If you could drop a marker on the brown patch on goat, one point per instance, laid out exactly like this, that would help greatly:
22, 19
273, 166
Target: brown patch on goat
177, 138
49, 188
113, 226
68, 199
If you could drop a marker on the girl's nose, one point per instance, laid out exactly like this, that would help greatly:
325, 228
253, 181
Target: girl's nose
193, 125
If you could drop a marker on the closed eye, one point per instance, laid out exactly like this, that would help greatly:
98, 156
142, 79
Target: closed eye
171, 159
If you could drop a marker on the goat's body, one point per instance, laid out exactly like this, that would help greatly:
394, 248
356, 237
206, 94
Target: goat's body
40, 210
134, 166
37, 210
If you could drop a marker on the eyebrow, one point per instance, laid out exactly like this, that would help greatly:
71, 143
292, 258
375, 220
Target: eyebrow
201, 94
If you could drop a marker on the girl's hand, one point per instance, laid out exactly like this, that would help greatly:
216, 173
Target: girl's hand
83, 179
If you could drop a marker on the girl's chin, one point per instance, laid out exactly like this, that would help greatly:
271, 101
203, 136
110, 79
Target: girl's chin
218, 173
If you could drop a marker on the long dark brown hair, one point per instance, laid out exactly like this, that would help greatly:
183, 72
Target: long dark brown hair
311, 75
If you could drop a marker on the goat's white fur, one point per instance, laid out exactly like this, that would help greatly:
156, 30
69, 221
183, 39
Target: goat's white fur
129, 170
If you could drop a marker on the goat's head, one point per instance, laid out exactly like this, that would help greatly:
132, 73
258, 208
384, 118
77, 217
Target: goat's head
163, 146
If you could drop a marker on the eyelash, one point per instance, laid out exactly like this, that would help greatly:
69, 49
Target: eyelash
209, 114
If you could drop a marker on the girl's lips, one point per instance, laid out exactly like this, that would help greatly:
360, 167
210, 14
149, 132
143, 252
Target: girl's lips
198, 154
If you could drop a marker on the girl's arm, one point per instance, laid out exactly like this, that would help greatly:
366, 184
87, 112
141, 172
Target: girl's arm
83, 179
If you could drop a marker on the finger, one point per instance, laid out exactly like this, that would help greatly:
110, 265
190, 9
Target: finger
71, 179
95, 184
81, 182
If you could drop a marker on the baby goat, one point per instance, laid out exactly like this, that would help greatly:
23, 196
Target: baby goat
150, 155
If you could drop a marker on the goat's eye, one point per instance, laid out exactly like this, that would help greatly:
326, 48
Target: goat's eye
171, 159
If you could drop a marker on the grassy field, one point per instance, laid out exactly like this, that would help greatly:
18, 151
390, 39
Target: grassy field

*****

* _What you should do_
Print exactly the line containing "Target: baby goat" and every line after it through the end of the records above, and nothing else.

* _Task answer_
Target: baby goat
150, 155
If you could drop a marker on the goat's eye, one point per instance, laid out exactly like this, that would help greatly:
326, 48
Target: goat's eye
171, 159
If you could drop a marker on the grassy field, one point per instance, laid out exactly like this, that would help greatly:
18, 151
390, 39
Target: grassy field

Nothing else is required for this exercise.